Since the IS organisation's inception in the 1960s, predictions of its demise have been outnumbered only by the death wishes of IT users who know all too well the group's hard-earned reputation for being quick to spend, slow to deliver and hopelessly out of touch with business needs.
At least, that's what users perceive to be the case. And the reality of IS's fortunes has always been shaped by the perceptions of internal management, users, the press, the gurus and the analysts. Unfortunately, IS has always stubbornly refused to acknowledge that the best way to combat perceptions is through good marketing of its successes. Instead, IS has always retreated into its culture of self-effacement and quiet hard work, which has done nothing to alleviate perceptions rooted in ignorance or misunderstanding. Yet if the rest of the organisation doesn't really understand what IS does, how can it value IS's services? This long legacy of lousy "brand management" by IS organisations and the frustrated demands of users have snowballed over the years into a more or less constant IS death watch. Users root for their IS departments to get outsourced.
CEOs don't see the organisation adding any value, while IS employees work long hours delivering long lists of supposedly urgent, but ultimately undervalued, technology projects.
Responsibility for this sorry image paradox sits squarely with the CIO. And now with the possibility and the capability to actually begin to move complex systems out of the depths of IS and into the hands of outsourcers, ASPs, portals and other external providers, it may be too late to sell the virtues of this tarnished brand - unless CIOs can radically restructure their departments and their messages to the business.
The challenge is extreme and unfair because success depends not just on dealing with current market realities but also on correcting these long-held perceptions - justified or not - about the way IS does business. Here are some of those perceptions.

▶ _Given data_:
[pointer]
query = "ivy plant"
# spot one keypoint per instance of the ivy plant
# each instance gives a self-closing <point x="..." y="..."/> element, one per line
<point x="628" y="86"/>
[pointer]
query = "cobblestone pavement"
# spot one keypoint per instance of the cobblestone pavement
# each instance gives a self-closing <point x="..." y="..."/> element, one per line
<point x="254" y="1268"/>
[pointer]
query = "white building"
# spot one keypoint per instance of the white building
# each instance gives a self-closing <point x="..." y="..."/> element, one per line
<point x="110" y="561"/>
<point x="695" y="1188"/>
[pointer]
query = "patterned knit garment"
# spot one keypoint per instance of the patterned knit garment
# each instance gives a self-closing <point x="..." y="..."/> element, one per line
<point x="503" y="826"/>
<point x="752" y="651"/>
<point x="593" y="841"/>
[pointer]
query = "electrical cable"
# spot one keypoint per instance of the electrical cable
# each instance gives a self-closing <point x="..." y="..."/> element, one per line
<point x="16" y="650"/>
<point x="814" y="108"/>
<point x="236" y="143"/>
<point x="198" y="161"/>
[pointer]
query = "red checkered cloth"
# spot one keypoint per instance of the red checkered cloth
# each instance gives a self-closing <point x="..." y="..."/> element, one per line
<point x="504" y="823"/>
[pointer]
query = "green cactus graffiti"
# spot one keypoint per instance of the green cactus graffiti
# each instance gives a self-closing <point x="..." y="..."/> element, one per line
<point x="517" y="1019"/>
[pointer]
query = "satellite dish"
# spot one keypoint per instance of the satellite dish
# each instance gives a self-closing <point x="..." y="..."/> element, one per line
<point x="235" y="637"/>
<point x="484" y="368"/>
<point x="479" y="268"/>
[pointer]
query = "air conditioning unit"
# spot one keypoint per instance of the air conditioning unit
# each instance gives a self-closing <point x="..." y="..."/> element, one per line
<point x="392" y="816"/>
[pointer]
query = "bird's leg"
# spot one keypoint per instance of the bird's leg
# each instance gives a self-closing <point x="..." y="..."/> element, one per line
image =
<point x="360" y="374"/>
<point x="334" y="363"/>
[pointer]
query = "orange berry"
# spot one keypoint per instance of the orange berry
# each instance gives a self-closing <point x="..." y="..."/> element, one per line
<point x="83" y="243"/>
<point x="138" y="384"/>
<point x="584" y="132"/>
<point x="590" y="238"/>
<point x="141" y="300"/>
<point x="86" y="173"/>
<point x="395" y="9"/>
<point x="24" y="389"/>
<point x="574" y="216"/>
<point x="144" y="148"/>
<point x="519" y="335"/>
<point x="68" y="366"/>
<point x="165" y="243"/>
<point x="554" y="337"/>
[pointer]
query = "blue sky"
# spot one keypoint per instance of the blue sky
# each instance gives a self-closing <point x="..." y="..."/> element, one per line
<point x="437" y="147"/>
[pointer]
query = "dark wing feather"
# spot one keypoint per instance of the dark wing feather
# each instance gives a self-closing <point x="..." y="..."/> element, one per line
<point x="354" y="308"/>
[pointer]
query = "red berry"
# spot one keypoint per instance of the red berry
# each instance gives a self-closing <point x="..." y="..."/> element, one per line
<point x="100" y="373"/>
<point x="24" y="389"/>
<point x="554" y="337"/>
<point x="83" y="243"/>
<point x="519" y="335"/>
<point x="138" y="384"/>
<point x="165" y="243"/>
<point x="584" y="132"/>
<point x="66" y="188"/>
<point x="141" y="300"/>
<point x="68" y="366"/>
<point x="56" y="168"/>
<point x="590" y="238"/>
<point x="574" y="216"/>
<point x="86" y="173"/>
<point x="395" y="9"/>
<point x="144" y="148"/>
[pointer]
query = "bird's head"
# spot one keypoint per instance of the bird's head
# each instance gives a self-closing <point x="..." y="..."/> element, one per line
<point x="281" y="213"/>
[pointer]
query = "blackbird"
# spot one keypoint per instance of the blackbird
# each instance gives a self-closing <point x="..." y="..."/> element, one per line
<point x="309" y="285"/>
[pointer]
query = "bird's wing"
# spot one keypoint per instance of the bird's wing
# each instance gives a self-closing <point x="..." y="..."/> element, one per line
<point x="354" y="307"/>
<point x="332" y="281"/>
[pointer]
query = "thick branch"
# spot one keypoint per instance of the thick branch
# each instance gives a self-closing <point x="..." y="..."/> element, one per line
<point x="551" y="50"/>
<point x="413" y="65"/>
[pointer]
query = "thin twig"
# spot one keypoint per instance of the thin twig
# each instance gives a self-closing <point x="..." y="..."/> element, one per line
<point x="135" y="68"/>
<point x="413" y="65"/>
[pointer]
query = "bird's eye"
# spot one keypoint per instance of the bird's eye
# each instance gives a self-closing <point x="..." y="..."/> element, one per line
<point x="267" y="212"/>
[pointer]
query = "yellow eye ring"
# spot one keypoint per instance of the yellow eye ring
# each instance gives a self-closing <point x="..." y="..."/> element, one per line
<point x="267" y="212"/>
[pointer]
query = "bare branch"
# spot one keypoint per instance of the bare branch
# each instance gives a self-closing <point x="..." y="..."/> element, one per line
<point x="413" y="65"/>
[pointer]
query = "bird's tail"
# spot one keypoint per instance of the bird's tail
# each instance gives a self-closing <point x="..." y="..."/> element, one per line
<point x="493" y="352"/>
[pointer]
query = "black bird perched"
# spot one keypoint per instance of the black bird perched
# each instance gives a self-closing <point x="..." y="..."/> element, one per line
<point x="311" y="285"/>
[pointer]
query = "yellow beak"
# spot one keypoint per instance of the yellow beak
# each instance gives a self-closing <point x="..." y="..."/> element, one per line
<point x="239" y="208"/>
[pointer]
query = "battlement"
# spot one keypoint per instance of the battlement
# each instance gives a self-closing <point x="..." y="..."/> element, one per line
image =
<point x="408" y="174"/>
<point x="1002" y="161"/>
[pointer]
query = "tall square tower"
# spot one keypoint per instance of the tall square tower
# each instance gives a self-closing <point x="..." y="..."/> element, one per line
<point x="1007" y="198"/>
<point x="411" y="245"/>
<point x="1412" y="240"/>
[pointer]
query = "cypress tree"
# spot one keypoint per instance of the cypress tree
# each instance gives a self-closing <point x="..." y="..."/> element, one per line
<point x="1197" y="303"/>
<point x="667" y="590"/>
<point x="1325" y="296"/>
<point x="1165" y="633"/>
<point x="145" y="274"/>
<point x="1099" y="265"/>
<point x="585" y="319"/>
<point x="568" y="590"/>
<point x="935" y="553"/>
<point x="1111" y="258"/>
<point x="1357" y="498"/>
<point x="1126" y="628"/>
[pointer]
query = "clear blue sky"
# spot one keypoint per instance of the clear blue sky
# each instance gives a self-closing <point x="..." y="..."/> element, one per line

▶ _Aim A_: Name every group whose perceptions, according to the passage on IS's reputation, have shaped the reality of IS's fortunes.
▶ _Aim B_: Write the next part of the passage on IS's reputation, picking up after its final sentence.

▶ _Task result A_: internal management, users, the press, the gurus, the analysts

▶ _Task result B_:
PERCEPTION
CEOs Don't Believe in Their IS Departments At a time when chief executives finally seem to get it - they understand IS's potential as a strategic business driver - they also betray an alarming lack of confidence in their own IS organisations and leaders. In a recent survey of 650 CEOs and senior business executives worldwide, Compass America, a Virginia-based management consulting firm, found that 75 per cent of CEOs expect IS to make a significant or at least an average contribution to bottom-line business results, yet only 25 per cent feel IS currently measures up to these expectations.
Are these expectations realistic? Doesn't matter, says Gregory Smith, executive consultant at Compass. CEOs don't feel they're getting enough from their IS organisations, and these frustrations are translating into new pressures to transform - at a time when the marketplace offers more opportunities for business executives to effect such sweeping changes. "CIOs and IT departments are being forced to be more like business partners," Smith says. "They can do it on their own, or they can be dragged kicking and screaming. But the way to preserve the IT organisation is to be a true business partner."Phil Schneidermeyer, a senior-level recruiter for Korn/Ferry International (US), confirms the survey's findings. "My clients can't build their businesses without a good CIO," he says. "But there is a lot of high-level change coming because senior executives are saying that their incumbents are not capable of getting them where they need to be." PERCEPTION IS Should Be Outsourced In his January 2000 report, "The Death of IT" (see "Is IT Dead?", April CIO), Forrester Research principal analyst Bobby Cameron argues that the e-business demands for IT scalability, reliability, ubiquity and quick change will tax IS organisations beyond their capacities, forcing greater reliance on external technology providers. GartnerGroup predicts that by 2003, 75 per cent of IS organisations will shift away from providing IT services to brokering them from vendors.
The problem with outsourcing is that the business often perceives that everything needs to go, not just what makes sense. CIOs are now having to prove what should remain rather than selecting what should go. To avoid a possible outsourcing disaster and real damage to the company, IS needs to address this perception head-on - before the CFO begins meeting with Andersen Consulting or EDS or CSC.
PERCEPTION
ERP and Y2K Cost Too Much
CIOs look at Y2K as the big bomb they helped defuse, and mostly they're right.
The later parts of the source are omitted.